[Start Records supplied]

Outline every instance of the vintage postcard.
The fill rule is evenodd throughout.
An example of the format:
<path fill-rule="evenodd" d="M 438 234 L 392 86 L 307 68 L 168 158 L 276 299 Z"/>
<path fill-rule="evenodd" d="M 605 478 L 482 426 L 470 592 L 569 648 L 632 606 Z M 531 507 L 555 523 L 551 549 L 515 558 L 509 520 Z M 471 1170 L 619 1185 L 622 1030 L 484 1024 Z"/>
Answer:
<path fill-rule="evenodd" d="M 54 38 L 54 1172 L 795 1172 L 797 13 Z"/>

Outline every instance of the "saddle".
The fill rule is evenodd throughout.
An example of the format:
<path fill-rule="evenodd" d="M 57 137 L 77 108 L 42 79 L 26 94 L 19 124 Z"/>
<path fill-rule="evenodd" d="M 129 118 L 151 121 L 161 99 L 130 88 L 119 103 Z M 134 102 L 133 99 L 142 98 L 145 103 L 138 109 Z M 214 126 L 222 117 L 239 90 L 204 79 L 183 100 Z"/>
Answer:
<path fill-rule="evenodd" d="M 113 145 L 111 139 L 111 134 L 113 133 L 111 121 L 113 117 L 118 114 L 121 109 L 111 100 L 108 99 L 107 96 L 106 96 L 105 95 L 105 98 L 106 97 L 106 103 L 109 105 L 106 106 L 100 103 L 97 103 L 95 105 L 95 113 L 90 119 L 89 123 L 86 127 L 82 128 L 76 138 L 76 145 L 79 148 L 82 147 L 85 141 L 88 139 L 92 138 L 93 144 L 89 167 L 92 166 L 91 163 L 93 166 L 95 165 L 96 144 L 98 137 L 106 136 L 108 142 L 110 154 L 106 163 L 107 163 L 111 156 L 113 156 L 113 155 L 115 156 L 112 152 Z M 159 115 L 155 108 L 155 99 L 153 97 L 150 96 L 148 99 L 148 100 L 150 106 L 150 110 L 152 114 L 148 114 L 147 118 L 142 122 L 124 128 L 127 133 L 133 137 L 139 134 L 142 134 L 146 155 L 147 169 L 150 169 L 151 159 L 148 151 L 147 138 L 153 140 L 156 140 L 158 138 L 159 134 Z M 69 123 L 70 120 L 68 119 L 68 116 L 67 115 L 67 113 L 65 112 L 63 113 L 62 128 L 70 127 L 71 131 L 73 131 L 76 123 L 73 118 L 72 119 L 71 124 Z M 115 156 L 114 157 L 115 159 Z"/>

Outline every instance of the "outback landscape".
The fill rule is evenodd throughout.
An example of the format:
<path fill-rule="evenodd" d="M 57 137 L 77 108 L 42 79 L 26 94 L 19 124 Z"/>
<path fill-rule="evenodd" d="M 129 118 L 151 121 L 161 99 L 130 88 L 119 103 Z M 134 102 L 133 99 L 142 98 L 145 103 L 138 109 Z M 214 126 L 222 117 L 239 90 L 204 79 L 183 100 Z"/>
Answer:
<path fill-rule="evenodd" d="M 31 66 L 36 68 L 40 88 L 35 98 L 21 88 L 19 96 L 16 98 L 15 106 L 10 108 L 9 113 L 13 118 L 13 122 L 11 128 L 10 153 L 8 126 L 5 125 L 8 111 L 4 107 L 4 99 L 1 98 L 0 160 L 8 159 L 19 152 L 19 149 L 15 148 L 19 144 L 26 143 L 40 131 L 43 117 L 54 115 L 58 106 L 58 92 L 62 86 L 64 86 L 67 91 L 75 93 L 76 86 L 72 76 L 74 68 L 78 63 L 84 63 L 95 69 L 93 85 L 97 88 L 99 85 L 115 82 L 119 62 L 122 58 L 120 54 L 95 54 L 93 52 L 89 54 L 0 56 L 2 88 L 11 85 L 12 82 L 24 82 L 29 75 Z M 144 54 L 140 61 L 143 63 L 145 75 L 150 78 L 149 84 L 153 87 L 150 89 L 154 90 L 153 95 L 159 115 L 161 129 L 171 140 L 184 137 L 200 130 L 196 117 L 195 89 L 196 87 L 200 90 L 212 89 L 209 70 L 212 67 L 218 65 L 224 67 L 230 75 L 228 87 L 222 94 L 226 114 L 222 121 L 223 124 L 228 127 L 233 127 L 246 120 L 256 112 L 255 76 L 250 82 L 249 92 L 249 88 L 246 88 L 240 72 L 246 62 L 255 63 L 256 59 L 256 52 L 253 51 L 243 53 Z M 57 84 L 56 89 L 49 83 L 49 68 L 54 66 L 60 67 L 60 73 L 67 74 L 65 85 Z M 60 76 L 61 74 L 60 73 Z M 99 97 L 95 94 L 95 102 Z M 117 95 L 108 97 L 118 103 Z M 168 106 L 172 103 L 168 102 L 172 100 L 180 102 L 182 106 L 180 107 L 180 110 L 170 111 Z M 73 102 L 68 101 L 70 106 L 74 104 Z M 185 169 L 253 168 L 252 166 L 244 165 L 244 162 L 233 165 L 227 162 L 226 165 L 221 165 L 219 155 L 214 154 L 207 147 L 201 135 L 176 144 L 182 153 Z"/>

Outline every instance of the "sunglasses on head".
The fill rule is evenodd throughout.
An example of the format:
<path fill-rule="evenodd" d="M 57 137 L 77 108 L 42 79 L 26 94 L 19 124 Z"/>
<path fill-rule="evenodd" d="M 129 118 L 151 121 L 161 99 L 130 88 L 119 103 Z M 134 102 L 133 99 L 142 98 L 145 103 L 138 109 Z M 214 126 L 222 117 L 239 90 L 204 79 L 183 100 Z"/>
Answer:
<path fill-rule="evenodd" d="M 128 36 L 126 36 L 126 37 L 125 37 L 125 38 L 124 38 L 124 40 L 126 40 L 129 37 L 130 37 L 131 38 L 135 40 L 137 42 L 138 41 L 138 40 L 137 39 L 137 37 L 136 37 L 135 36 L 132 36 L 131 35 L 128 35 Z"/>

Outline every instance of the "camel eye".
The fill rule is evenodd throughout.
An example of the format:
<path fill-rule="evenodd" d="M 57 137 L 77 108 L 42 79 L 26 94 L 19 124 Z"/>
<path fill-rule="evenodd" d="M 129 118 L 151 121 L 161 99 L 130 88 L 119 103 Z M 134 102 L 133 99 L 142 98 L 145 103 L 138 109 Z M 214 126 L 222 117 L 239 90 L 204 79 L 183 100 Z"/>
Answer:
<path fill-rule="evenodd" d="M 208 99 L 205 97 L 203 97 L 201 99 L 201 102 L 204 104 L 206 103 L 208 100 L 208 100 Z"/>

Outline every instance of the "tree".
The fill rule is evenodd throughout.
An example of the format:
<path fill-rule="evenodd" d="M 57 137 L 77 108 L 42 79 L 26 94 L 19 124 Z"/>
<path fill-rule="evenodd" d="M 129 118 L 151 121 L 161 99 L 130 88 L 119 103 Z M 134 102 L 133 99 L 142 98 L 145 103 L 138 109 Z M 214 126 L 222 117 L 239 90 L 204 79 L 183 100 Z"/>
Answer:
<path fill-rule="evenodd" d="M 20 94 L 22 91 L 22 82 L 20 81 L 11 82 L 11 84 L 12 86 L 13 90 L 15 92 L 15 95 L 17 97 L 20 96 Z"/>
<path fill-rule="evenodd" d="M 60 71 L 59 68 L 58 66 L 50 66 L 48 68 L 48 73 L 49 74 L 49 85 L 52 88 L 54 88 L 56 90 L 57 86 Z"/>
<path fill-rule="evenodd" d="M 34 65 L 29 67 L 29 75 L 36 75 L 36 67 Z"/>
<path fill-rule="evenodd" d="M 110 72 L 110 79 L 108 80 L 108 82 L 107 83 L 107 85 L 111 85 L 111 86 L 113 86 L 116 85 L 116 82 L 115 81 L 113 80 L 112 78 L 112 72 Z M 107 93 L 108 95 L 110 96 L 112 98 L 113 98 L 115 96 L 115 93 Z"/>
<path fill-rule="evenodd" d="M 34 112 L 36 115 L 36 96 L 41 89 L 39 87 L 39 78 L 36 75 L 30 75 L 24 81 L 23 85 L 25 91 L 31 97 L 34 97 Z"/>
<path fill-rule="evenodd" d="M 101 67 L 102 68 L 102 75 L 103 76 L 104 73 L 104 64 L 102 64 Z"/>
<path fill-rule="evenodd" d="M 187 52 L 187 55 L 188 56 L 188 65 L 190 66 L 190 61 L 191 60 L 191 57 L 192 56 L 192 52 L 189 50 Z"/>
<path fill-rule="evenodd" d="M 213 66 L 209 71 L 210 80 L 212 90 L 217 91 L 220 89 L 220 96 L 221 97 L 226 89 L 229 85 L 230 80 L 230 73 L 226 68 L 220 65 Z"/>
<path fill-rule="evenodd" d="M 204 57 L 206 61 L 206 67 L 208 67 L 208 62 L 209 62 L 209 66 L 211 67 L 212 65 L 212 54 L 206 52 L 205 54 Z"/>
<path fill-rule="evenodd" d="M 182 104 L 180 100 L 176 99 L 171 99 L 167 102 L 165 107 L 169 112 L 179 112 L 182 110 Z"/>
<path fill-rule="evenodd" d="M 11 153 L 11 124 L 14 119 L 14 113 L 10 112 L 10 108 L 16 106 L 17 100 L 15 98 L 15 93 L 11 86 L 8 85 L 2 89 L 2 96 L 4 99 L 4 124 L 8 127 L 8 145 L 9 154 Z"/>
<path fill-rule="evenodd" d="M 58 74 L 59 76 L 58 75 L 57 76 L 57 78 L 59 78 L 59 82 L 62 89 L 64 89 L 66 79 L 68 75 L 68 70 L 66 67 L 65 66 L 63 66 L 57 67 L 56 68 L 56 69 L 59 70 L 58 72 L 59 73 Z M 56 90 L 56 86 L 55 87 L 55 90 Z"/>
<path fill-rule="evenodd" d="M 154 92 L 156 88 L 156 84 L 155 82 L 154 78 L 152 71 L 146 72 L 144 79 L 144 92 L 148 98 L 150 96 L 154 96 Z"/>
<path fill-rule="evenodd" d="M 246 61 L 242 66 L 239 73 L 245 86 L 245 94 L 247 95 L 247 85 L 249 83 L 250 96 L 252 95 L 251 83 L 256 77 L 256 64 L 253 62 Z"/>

[End Records supplied]

**Exercise aim**
Rescale the lines from the start of the rows through the line containing "38 L 54 1172", inclusive, and give them all again, requests included. Multiply every coordinate in the answers by 1.45 and round to whole numbers with halves rounded up, leaving the numbers in the requests and format samples unchanged.

**Task solution**
Outline every instance of the vintage postcard.
The fill rule is evenodd throughout.
An example of the format:
<path fill-rule="evenodd" d="M 438 234 L 392 86 L 307 68 L 168 158 L 276 299 Z"/>
<path fill-rule="evenodd" d="M 605 478 L 482 426 L 470 592 L 569 648 L 632 606 Z M 531 507 L 555 523 L 551 549 L 515 558 L 509 520 Z M 471 1170 L 619 1185 L 622 1030 L 484 1024 Z"/>
Answer:
<path fill-rule="evenodd" d="M 78 55 L 78 1699 L 1153 1699 L 1156 19 Z"/>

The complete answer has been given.